<<<<
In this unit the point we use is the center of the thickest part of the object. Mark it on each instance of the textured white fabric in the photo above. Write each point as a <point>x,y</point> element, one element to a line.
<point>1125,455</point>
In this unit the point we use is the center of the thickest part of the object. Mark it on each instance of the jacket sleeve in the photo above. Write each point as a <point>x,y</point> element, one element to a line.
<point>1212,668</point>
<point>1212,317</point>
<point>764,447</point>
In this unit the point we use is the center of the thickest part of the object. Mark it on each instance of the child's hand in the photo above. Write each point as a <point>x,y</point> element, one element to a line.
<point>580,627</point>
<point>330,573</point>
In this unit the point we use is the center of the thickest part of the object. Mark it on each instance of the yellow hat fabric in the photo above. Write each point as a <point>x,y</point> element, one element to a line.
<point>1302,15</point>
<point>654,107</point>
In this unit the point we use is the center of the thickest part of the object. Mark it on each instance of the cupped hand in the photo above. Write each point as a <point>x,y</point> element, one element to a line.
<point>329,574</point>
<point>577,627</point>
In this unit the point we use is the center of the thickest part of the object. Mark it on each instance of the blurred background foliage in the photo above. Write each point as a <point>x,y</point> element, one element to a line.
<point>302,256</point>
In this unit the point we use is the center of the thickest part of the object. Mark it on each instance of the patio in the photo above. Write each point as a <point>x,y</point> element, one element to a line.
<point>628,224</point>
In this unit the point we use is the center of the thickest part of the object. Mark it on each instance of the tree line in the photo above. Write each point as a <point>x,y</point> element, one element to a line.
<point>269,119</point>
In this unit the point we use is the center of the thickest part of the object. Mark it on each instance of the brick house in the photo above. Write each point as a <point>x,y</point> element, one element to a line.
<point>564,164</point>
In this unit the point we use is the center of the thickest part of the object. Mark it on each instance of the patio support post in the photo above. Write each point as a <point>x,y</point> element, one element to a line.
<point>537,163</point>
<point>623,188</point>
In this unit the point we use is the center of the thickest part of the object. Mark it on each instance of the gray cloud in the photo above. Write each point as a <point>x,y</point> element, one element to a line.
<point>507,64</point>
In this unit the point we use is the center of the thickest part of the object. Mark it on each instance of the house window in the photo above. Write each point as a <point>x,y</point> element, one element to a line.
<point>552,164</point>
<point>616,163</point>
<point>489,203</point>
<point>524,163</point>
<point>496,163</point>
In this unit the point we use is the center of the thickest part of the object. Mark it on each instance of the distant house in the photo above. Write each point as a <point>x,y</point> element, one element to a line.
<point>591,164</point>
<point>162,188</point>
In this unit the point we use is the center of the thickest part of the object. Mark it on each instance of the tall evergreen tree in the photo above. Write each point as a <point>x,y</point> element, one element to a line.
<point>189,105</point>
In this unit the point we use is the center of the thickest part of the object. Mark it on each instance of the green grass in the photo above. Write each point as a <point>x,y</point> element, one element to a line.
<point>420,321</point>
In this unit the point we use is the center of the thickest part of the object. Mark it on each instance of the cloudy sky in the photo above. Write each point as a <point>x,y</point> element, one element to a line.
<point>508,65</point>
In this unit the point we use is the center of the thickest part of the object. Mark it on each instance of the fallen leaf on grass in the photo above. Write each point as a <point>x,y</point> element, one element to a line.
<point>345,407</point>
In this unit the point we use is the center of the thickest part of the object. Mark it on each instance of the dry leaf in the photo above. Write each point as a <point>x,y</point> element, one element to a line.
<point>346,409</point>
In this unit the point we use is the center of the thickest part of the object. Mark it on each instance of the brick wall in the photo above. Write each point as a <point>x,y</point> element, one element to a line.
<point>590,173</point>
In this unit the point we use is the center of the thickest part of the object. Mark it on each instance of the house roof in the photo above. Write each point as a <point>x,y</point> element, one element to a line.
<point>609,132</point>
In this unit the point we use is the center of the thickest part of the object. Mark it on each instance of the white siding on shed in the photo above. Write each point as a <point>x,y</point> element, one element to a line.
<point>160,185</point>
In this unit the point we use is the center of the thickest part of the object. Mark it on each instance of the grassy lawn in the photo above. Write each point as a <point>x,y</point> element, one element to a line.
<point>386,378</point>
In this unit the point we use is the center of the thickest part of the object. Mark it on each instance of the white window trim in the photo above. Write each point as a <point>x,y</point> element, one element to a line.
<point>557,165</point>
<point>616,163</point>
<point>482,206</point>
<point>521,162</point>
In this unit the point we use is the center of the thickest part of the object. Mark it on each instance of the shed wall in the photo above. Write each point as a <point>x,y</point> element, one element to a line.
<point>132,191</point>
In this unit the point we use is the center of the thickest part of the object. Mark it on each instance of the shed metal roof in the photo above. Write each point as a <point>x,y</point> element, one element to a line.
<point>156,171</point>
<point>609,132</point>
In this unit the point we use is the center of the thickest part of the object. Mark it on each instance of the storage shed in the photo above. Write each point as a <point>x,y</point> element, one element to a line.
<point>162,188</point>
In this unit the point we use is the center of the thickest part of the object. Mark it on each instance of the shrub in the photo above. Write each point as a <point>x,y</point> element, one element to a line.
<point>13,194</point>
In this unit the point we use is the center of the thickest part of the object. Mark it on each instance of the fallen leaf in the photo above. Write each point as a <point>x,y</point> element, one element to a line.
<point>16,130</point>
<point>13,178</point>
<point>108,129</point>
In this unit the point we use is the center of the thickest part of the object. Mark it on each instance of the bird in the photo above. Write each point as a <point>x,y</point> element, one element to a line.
>>>>
▸ Goal: Please change "thickest part" to "widest part" throughout all the entries above and give them again, with nothing else altered.

▸ The completed task:
In this unit the point we use is the center of the widest part of the object. Mark it on each instance of the textured white fabric in the photo above. Write each point as a <point>x,y</point> element, one element to a line.
<point>1125,455</point>
In this unit the point we use is the center of the widest part of the object. Mark it on each instance of the jacket sleeve in the photo above. Write each point as a <point>x,y</point> element, one element to a line.
<point>1212,668</point>
<point>1212,317</point>
<point>764,447</point>
In this unit the point we use is the center of the widest part of the object. Mark it on each instance of the child's hand in the photo above. Write each point as a <point>x,y</point> element, one element to a line.
<point>580,627</point>
<point>330,573</point>
In this unit the point we use is the center of the widest part of the object. Mark it on each instance of the yellow hat fabric in the photo above. Write each point as a <point>x,y</point> element, one element to a line.
<point>1302,15</point>
<point>654,107</point>
In this unit the point we use is the center of the widest part of the object. Mark it on each instance of the cupped hand in the photo above. Write each point as a <point>x,y</point> element, one element to a line.
<point>329,574</point>
<point>577,627</point>
In this unit the point we use is the center of the widest part of the object. Mark it on each instance of the blurred background foliage in the photo above. Write each point as a <point>x,y</point> element, one element to a line.
<point>302,256</point>
In this unit the point we use is the center of the widest part of the object. Mark it on each instance of the patio in the photo above. Write each point as a <point>x,y</point> element, one element to a line.
<point>628,224</point>
In this unit the point we use is the center of the widest part of the object. Mark it on each instance of the tree line in the photo above. Write each point as a <point>x,y</point> element, one element to a line.
<point>269,119</point>
In this unit the point we use is the center of the widest part of the object. Mark it on each instance of the brick house in the photo above. Write each point as a <point>x,y</point> element, one element to a line.
<point>564,164</point>
In this unit the point we use is the center of the widest part of the object. Mark it on each instance of the patio support post in the photo above. Write each point as a <point>x,y</point> element, one element to a line.
<point>537,163</point>
<point>623,188</point>
In this unit the point we use is the center of the widest part of the object. Mark it on each instance of the gray cloud in the photo above. Write each point as a <point>x,y</point> element, one element to a line.
<point>507,64</point>
In this unit the point we use is the center of the widest part of the object. Mark it on each instance of the house window in the photo above. Write each point as a <point>x,y</point> element, one element to a line.
<point>552,164</point>
<point>616,163</point>
<point>489,203</point>
<point>524,163</point>
<point>496,163</point>
In this unit the point we use is the center of the widest part of the object. Mark it on each instance of the distant house in the photo above. Write each point as a <point>x,y</point> element, one element to a line.
<point>591,164</point>
<point>162,188</point>
In this unit the point we use is the center of the widest part of the object. Mark it on each instance of the tall evergreen tree in the photo above. Write each point as a <point>x,y</point> element, one element to a line.
<point>189,105</point>
In this unit the point we use is the center of the widest part of the object. Mark it on each instance of the green grass in the photo above. Write each point as a <point>x,y</point> element, one element to a line.
<point>420,321</point>
In this unit the point we use is the center of the widest part of the object. Mark it on each instance of the cloudy sky in the photo above. Write each point as a <point>x,y</point> element, one element to a line.
<point>508,65</point>
In this unit the point we use is the center of the widest part of the object. Mark it on each instance of the fallen leaf on grass in the photo above. Write each point as a <point>x,y</point> element, one element to a line.
<point>345,407</point>
In this unit the point we use is the center of the widest part of the object. Mark it on each instance of the dry leaf in the photo above. Write each point as a <point>x,y</point> element, one element to a line.
<point>346,409</point>
In this unit the point we use is the center of the widest part of the object. Mark it on each instance of the brick wall in the photo above. Write each point as a <point>x,y</point> element, one element to a line.
<point>590,173</point>
In this unit the point we use is the center of the widest part of the object. Mark it on each instance of the house roof in the photo above. Write each point as a <point>x,y</point> element, one element to a line.
<point>609,132</point>
In this unit the point we use is the center of the widest part of the object. Mark it on each instance of the white siding on shed in the photo above. Write each point as a <point>x,y</point> element, one element to a line.
<point>160,185</point>
In this unit the point we use is the center of the widest part of the object. Mark it on each instance of the grassy lawn in the photo above. Write each point as a <point>x,y</point> element, one element to a line.
<point>386,378</point>
In this unit the point we use is the center of the widest part of the object. Mark it on each instance of the white window trim in the photo above. Write each point as a <point>x,y</point> element, one element to a line.
<point>557,165</point>
<point>616,163</point>
<point>482,206</point>
<point>521,162</point>
In this unit the point we use is the center of the widest part of the object. Mark it on each instance of the shed wall in the photo above. Write each point as a <point>x,y</point> element, one element to a line.
<point>132,191</point>
In this unit the point we use is the center of the widest part of the object. Mark it on each instance of the shed metal roof in the photo above. Write each point as a <point>x,y</point> element, one element to a line.
<point>156,171</point>
<point>609,132</point>
In this unit the point we use is the center of the widest part of the object. Mark it on each instance of the storage shed in the photo above. Write each point as a <point>x,y</point> element, one element to a line.
<point>162,188</point>
In this unit the point we use is the center of the widest part of the object. Mark it on each instance of the shrub in the photo above. Write each point as a <point>x,y</point> element, one element to a line.
<point>13,194</point>
In this unit the point we use is the center of the widest part of the object. Mark it on each instance of the fallen leaf in the photo above. Write each point as a <point>x,y</point> element, one element to a line.
<point>16,130</point>
<point>13,178</point>
<point>108,129</point>
In this unit the point we use is the center of the widest part of the object. Mark it on each instance of the bird in the photo above. Write each point as a <point>x,y</point> element, one element to a line.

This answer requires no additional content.